§ **Dataset extract**:
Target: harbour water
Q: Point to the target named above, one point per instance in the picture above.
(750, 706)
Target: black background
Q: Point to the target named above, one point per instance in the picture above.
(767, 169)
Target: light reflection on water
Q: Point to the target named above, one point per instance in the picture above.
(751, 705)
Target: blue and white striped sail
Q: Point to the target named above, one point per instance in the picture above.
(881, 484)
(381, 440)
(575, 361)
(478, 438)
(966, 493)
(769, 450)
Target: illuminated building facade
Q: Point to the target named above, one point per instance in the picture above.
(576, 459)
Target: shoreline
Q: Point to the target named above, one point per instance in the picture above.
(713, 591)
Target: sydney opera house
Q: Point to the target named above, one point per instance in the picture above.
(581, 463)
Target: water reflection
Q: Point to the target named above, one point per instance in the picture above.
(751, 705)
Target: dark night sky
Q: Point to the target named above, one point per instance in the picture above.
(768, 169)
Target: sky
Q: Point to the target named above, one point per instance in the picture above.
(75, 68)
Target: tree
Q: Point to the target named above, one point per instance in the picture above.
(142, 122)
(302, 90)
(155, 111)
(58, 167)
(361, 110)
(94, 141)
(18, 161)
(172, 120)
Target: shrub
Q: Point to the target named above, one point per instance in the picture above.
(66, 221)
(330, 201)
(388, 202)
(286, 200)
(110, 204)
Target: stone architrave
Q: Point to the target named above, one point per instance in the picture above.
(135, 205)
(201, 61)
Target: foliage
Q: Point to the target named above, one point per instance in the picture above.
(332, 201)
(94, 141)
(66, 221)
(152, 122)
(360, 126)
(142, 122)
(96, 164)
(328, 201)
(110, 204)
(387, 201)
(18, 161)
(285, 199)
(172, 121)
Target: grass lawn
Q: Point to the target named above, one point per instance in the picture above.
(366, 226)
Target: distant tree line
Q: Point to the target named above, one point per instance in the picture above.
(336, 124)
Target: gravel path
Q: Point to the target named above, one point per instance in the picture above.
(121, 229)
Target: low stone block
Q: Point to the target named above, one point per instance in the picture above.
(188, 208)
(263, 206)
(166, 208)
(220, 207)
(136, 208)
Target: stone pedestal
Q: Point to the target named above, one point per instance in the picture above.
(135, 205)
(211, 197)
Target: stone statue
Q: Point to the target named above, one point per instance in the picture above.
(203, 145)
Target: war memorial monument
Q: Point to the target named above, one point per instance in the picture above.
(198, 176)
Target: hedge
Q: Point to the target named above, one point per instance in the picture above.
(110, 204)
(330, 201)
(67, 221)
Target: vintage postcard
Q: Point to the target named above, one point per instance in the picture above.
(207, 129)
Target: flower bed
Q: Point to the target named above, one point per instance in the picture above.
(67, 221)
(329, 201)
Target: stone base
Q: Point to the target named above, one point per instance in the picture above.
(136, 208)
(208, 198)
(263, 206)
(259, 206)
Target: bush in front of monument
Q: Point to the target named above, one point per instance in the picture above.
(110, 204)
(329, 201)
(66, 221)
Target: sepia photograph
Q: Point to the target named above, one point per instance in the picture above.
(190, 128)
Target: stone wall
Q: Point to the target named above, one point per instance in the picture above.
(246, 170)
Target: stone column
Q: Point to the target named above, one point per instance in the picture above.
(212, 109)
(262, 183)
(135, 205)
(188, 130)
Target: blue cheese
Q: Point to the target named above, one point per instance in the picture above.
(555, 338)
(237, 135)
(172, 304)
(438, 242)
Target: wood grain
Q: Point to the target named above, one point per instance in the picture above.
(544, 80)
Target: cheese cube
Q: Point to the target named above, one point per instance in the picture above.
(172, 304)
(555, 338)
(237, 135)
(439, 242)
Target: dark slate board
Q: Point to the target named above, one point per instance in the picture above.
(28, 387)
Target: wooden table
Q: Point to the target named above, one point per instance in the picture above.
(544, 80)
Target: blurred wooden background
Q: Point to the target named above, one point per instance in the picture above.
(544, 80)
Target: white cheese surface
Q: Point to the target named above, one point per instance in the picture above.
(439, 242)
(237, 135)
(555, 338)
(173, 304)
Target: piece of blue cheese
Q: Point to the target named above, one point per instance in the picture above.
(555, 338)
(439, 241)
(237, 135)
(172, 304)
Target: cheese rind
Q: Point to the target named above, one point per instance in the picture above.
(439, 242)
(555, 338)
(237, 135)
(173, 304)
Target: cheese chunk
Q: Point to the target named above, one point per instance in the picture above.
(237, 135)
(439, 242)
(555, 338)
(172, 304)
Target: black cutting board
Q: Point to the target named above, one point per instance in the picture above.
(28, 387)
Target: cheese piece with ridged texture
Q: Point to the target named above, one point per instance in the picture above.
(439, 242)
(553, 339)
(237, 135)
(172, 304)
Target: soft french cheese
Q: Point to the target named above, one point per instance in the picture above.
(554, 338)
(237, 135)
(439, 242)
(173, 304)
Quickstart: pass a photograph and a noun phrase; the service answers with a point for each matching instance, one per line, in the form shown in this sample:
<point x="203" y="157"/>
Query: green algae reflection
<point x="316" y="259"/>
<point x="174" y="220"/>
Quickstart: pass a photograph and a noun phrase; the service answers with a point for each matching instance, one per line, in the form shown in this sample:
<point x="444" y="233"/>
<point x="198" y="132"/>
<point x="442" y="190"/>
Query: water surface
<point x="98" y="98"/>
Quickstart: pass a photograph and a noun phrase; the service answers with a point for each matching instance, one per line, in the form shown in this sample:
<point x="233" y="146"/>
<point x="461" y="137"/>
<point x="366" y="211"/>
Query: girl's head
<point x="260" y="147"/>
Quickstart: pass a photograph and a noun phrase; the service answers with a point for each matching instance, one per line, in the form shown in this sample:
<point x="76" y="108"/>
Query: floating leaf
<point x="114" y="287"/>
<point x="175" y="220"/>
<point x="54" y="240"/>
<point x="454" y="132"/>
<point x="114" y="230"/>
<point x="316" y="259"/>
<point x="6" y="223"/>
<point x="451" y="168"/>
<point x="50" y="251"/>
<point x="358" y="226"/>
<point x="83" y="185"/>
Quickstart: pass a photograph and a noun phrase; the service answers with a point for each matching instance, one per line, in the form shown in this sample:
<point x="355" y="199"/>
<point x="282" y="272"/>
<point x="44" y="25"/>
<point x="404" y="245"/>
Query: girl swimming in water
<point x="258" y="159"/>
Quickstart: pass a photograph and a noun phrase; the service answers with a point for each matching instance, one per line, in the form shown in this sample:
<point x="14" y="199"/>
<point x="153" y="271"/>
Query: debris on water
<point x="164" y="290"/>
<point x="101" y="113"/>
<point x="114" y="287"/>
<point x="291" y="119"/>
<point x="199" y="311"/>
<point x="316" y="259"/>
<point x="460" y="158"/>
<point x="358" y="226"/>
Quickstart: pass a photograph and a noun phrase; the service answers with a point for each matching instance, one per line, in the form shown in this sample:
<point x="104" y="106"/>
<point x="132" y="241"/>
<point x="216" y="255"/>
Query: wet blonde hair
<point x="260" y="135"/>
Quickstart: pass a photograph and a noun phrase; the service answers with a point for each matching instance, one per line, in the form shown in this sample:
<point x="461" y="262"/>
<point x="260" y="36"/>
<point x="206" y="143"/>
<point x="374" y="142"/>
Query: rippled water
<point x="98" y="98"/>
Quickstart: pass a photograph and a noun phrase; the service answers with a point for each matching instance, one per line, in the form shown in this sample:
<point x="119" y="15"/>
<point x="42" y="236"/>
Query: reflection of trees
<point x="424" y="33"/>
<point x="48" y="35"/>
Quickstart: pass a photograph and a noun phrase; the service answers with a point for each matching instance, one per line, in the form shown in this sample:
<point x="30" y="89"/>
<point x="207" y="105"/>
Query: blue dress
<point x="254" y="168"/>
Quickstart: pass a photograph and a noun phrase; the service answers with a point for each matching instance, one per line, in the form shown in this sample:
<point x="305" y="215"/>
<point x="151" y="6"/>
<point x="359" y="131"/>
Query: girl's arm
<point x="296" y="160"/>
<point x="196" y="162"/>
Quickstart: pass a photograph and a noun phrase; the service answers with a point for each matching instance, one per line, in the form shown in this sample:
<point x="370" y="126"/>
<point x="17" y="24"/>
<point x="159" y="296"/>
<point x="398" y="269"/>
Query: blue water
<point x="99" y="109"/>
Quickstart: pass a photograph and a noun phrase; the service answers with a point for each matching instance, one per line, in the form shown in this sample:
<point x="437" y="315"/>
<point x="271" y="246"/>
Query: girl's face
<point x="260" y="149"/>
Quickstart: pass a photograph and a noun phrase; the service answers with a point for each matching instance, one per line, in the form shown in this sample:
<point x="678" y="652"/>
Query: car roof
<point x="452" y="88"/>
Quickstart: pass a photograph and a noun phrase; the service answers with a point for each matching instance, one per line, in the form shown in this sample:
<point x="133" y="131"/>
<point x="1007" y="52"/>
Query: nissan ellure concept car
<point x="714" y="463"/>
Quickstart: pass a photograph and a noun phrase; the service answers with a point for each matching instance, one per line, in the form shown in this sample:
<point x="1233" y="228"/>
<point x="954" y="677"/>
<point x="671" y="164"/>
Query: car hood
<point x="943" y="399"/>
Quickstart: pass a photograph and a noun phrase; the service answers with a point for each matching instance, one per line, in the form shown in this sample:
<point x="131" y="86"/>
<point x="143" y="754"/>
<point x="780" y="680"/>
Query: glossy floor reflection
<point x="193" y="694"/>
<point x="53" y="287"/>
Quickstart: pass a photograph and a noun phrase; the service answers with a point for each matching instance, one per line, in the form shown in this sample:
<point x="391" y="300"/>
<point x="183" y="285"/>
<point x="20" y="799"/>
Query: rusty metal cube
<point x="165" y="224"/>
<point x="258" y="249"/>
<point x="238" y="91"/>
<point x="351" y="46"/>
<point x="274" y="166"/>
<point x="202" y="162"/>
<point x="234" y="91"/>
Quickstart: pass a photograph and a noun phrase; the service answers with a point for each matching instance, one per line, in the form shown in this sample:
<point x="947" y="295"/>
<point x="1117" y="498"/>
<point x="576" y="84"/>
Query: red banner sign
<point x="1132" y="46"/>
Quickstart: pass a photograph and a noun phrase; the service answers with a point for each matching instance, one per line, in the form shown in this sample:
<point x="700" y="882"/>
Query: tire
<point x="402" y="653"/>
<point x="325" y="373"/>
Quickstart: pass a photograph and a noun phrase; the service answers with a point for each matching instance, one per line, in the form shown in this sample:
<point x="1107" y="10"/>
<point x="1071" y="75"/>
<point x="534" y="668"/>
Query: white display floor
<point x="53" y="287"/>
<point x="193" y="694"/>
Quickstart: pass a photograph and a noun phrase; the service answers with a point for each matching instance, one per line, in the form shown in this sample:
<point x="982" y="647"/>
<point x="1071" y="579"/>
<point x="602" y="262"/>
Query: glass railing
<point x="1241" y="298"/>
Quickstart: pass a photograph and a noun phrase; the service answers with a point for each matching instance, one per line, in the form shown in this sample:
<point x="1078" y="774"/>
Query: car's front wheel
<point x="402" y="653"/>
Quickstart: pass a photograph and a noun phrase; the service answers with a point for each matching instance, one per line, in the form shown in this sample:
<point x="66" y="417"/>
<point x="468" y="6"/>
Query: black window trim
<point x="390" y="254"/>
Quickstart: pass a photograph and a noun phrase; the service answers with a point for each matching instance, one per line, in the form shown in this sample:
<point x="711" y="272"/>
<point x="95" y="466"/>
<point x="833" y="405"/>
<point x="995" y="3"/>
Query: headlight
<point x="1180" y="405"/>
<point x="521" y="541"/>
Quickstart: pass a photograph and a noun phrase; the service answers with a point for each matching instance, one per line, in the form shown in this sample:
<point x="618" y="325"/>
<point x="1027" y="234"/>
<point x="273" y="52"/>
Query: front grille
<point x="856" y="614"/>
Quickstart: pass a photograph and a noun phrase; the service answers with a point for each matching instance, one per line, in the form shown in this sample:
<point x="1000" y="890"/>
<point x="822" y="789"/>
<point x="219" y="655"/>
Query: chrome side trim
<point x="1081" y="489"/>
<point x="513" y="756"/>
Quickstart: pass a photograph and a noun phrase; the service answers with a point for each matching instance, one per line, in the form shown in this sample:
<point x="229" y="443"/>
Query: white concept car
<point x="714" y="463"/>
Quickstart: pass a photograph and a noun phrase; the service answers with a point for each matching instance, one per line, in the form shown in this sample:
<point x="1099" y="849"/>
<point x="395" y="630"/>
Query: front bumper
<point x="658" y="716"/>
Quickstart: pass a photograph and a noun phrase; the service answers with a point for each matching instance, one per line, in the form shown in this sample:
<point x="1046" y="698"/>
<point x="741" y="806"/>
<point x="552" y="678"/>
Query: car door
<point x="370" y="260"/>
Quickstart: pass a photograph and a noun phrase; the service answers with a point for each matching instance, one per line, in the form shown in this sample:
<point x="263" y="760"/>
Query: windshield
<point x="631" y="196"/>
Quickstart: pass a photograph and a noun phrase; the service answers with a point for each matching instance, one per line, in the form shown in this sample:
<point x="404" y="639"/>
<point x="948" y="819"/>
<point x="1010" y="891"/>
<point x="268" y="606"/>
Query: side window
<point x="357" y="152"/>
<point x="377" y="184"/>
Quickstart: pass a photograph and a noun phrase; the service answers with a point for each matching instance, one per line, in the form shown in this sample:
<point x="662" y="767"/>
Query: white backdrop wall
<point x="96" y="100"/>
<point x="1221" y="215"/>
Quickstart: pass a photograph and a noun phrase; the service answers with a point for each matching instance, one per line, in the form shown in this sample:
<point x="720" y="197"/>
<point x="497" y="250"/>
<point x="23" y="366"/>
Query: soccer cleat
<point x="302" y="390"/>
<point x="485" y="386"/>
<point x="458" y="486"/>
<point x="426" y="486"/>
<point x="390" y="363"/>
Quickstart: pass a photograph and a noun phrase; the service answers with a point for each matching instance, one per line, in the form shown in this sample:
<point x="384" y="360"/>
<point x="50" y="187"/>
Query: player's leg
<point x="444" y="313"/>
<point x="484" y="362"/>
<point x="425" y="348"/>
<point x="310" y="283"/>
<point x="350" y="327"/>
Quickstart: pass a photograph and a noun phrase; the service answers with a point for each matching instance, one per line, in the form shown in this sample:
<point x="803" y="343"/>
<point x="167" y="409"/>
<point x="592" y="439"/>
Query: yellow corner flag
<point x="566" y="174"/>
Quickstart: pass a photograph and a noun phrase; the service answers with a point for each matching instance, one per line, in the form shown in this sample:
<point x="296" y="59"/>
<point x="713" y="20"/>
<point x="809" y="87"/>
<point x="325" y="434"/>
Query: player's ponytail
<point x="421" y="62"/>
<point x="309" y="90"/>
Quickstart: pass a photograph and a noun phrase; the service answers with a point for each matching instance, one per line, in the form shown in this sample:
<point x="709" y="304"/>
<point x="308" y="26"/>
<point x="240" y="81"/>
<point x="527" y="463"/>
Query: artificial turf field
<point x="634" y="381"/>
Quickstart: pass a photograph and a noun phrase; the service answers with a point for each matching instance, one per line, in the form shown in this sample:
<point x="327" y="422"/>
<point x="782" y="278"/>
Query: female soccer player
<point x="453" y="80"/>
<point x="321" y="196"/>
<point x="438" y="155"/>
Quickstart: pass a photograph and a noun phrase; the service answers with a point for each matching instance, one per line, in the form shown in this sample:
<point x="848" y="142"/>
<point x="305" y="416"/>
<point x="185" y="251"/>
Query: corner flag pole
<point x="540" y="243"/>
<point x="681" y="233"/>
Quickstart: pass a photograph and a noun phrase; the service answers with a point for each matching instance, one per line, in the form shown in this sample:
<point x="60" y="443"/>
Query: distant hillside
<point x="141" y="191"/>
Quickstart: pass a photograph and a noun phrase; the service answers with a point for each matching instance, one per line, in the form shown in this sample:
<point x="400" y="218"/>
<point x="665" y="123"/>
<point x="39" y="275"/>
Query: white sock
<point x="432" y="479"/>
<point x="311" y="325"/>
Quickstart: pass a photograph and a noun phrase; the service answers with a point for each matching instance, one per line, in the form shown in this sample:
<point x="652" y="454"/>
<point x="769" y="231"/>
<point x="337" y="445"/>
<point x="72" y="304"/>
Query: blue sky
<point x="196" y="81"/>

§ **Task to carry out**: How many lines in the listing above contain the string "corner"? Case counts, and your reply should be the number alone.

§ **Written solution**: 2